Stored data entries
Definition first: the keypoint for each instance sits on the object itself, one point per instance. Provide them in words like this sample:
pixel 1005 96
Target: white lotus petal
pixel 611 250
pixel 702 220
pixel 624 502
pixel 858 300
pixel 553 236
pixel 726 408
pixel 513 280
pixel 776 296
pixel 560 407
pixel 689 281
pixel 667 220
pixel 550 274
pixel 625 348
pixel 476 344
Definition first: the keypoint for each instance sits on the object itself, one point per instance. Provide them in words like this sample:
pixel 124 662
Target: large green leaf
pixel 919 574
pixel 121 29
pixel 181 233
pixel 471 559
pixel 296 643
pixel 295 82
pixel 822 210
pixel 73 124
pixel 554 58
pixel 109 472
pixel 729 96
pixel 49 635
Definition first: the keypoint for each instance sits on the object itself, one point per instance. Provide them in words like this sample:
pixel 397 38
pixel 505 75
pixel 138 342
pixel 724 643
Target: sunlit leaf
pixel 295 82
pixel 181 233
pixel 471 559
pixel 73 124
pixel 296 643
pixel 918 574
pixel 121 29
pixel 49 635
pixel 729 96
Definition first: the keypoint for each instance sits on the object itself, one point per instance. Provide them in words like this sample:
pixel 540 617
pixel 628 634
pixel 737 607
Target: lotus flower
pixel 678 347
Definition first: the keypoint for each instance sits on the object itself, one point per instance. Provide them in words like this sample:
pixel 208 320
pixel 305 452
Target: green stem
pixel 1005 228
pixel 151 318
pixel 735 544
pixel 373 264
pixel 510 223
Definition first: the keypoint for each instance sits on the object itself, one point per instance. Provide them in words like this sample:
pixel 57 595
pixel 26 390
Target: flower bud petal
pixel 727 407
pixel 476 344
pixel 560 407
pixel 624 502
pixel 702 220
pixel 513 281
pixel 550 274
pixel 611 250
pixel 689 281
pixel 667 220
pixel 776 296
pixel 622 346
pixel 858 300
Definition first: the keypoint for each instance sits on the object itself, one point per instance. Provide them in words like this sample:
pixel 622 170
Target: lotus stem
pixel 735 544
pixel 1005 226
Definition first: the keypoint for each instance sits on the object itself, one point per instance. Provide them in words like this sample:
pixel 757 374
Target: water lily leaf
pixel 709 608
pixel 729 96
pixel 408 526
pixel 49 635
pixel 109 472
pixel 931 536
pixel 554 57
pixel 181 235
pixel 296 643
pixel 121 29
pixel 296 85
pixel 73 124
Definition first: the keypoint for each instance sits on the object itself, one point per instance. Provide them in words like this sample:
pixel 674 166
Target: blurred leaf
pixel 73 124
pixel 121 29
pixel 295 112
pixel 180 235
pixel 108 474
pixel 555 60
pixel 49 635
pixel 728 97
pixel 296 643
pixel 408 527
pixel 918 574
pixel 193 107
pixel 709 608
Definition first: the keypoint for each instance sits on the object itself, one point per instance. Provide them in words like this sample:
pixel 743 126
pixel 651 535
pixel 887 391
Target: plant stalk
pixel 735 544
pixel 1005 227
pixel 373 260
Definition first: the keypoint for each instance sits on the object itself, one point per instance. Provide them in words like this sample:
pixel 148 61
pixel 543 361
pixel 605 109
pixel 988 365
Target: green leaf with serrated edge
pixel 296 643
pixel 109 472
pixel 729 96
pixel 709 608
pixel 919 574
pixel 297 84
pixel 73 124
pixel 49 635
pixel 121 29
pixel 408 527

#### [EXERCISE GOAL]
Only the lines from the start of the data to the line holding "pixel 305 452" are wanted; return them exactly, both ends included.

#### [PROBLEM SOLUTION]
Definition first: the keypoint for each instance sits on the object itself, one point per instance. Provide them in words like this sample:
pixel 1005 96
Target: white lotus petal
pixel 611 250
pixel 702 220
pixel 624 502
pixel 858 300
pixel 553 236
pixel 726 408
pixel 513 280
pixel 776 296
pixel 560 407
pixel 689 281
pixel 667 220
pixel 550 274
pixel 625 348
pixel 476 344
Definition first: the keypoint for each instance sits on the object itself, one point per instance. Provide them in words like this sample:
pixel 124 662
Target: large green leaf
pixel 919 574
pixel 121 29
pixel 181 233
pixel 471 559
pixel 296 643
pixel 295 82
pixel 822 210
pixel 73 124
pixel 554 58
pixel 109 472
pixel 729 96
pixel 49 635
Definition first: the keypoint for each instance sits on the object itself, one point per instance. Provide them in words like this sample:
pixel 397 38
pixel 505 75
pixel 138 342
pixel 724 643
Target: sunlit leaf
pixel 295 82
pixel 181 233
pixel 471 559
pixel 73 124
pixel 296 643
pixel 918 574
pixel 121 29
pixel 49 635
pixel 729 96
Definition first: the keypoint for each instance sits on the object itself, one point per instance. Provide them in words like this sample:
pixel 540 617
pixel 628 634
pixel 737 607
Target: lotus flower
pixel 678 347
Definition first: the keypoint for each instance sits on the object itself, one point per instance. Provide them in words like this sample:
pixel 208 320
pixel 305 452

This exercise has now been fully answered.